— WORK TO COMPLETE —
Check every line below for the word "located" and copy each one that has it.

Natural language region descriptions
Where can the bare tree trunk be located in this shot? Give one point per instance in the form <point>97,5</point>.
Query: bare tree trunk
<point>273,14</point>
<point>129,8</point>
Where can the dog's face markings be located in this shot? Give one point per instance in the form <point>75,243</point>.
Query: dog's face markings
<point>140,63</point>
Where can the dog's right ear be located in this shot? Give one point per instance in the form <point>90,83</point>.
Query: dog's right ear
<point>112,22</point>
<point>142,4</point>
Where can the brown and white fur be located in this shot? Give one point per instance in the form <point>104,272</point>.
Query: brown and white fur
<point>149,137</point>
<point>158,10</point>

— SOLUTION —
Where can the bare tree trunk be located in this shot? Give one point per instance in the form <point>97,5</point>.
Where can the dog's face markings be located in this shot? Give one point per instance in the form <point>75,243</point>.
Where can the dog's right ear be located in this shot? Give one point per instance in the form <point>90,83</point>.
Where can the brown and white fur be located in this shot? Give one point per instance in the form <point>104,272</point>.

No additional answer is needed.